İstenenler:
**1.** Alıntıyı iki cümlede özetleyin.
**2.** Alıntıda "Öncelikle, kendisinin hiç" ifadesini içeren sözlerle başlayıp "Ne Tepki Veriyorlar?" ile biten kısmı olduğu gibi yazın.

Kendisi Amerika Birleşik Devletleri'nin Texas eyaletine bağlı Houston kentinde yaşayan Sezin Hanım, özellikle bu bölgede çok fazla göçmen olduğunu ve çoğunluğunu da Meksikalıların oluşturduğunu söylüyor. Onun dışında Vietnamlılar, Çinliler, Türkler, Araplar Texas'ın popülasyonunu oluşturuyor. O sebeple Texas'ta, yabancılara alışık olduklarına işaret ediyor.
Öncelikle, kendisinin hiç kötü bir muameleye maruz kalmadığının altını çizerek sözüne başlıyor. Ne Türklerden ne de diğer yabancılardan! Çünkü Amerika'ya göç eden birçok Türkün hikayesine baktığınızda, Türklerden çok darbe yediğini ve dolandırıldığını söyleyen ya da yabancıların kendilerine kötü davranıp dışladığını anlatan insanlar çoktur.
Kendisi her ne kadar yaşamadığını ifade etse de yine de yaşadığı ve ilginç bulduğu bazı diyalogları aktarıyor Sezin Hanım.
Türkiye Denince Ne Tepki Veriyorlar?
Nereli olduğunu soran yabancılara "Türkiye" cevabı verince, çoğunlukla karşı tarafın hiçbir fikrinin olmadığını, hatta ilk defa duydukları bir yer adı olduğunu hissetmiş Sezin Hanım. Çünkü şaşkın bir ifadeyle sorulan Türkiye'nin ne tarafta olduğu sorusuyla çok karşılaşmış.
O da Türkiye'nin konumunu anlatmak için, "Yunanistan, Bulgaristan, İran, Irak, Suriye arasında ve Rusya'nın hemen altında bir yer." tanımını yapınca bu defa da yine şaşkın bir ifadeyle "Orada Kıbrıs yok muydu?" sorusuyla karşılaştığını anlatıyor.

Listelenen malzeme:
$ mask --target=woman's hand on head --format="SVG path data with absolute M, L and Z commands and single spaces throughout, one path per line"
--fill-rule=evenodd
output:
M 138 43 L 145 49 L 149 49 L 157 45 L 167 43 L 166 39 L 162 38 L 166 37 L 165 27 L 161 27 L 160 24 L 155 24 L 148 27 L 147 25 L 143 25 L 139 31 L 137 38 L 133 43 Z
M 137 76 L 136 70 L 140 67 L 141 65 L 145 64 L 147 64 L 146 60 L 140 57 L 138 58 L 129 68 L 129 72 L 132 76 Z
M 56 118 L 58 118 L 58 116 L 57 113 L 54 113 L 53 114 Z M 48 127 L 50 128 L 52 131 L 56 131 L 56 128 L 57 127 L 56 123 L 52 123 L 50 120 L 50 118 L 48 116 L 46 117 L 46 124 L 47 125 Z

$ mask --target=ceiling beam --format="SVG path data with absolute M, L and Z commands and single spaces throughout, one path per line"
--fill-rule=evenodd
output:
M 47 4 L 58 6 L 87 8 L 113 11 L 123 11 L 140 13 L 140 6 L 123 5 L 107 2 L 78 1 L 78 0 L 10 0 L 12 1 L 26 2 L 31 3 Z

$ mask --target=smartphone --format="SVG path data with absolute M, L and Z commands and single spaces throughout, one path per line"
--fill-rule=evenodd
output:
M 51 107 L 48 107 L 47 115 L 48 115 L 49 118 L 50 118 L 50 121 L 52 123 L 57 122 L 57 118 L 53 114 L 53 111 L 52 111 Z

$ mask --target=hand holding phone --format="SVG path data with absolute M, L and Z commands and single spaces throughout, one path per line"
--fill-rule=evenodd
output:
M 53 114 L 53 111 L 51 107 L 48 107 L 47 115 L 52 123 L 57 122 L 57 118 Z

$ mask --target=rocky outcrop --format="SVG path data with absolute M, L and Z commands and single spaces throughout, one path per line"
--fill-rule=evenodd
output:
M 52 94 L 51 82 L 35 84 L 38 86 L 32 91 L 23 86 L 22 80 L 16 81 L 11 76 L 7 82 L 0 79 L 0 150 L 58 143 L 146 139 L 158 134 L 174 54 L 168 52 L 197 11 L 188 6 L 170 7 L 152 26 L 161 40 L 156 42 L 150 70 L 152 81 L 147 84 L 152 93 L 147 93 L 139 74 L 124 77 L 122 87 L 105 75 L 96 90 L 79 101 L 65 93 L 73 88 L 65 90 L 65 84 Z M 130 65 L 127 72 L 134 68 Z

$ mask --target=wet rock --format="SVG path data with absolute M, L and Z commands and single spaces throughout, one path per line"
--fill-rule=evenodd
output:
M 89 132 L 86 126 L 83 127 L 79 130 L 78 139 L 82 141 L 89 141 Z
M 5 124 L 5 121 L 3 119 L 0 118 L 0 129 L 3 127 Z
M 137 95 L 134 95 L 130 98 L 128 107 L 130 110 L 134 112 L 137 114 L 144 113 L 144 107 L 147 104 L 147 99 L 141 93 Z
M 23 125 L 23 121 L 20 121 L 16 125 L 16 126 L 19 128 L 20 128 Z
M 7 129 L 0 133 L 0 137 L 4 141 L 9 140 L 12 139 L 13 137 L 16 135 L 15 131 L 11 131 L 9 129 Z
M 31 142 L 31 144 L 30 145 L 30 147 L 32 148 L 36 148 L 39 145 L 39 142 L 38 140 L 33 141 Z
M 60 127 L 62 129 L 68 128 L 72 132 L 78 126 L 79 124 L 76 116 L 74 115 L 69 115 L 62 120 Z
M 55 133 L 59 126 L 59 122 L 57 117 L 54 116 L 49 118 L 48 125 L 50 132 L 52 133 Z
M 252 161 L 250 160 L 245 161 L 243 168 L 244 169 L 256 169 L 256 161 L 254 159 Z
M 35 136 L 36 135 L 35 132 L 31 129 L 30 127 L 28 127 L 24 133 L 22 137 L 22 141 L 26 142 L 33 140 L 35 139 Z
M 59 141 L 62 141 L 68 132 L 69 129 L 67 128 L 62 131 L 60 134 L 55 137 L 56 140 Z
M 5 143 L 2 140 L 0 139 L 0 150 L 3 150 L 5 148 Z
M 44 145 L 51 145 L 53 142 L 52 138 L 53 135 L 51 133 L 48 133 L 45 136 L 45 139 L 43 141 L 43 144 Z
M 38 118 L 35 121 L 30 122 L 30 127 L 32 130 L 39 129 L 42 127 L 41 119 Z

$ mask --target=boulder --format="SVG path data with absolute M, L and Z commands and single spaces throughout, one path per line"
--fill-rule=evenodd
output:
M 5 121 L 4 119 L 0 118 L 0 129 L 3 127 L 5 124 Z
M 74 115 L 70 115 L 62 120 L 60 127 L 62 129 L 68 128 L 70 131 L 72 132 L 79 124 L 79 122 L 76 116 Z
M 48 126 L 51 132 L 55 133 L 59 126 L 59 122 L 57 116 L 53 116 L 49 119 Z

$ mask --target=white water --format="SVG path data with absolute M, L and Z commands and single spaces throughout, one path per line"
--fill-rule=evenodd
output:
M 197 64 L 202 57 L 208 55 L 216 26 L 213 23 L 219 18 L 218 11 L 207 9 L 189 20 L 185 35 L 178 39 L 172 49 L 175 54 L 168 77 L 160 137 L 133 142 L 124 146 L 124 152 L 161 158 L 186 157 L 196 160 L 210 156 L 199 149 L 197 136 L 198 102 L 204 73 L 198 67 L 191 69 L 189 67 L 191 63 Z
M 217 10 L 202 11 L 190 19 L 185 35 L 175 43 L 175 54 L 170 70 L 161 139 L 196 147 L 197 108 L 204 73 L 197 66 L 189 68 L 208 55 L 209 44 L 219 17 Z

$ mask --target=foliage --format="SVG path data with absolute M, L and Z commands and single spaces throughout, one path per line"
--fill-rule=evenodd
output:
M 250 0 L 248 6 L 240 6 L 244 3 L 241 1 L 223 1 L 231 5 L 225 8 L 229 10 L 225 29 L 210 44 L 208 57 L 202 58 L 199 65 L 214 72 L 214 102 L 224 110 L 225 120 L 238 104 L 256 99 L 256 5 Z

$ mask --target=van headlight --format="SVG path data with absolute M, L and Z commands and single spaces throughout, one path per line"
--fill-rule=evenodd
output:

Görev yanıtları:
**1.** Houston'da yaşayan Sezin Hanım, bölgede çoğunluğu Meksikalı olan pek çok göçmen bulunduğunu, bu yüzden Texas'ta insanların yabancılara alışık olduğunu söylüyor ve kendisinin hiç kötü muamele görmediğini vurguluyor. Nereli olduğunu soranlara "Türkiye" dediğinde çoğunun Türkiye'nin nerede olduğunu bilmediğini, konumunu tarif ettiğinde de "Orada Kıbrıs yok muydu?" sorusuyla karşılaştığını anlatıyor.

**2.**
Öncelikle, kendisinin hiç kötü bir muameleye maruz kalmadığının altını çizerek sözüne başlıyor. Ne Türklerden ne de diğer yabancılardan! Çünkü Amerika'ya göç eden birçok Türkün hikayesine baktığınızda, Türklerden çok darbe yediğini ve dolandırıldığını söyleyen ya da yabancıların kendilerine kötü davranıp dışladığını anlatan insanlar çoktur.
Kendisi her ne kadar yaşamadığını ifade etse de yine de yaşadığı ve ilginç bulduğu bazı diyalogları aktarıyor Sezin Hanım.
Türkiye Denince Ne Tepki Veriyorlar?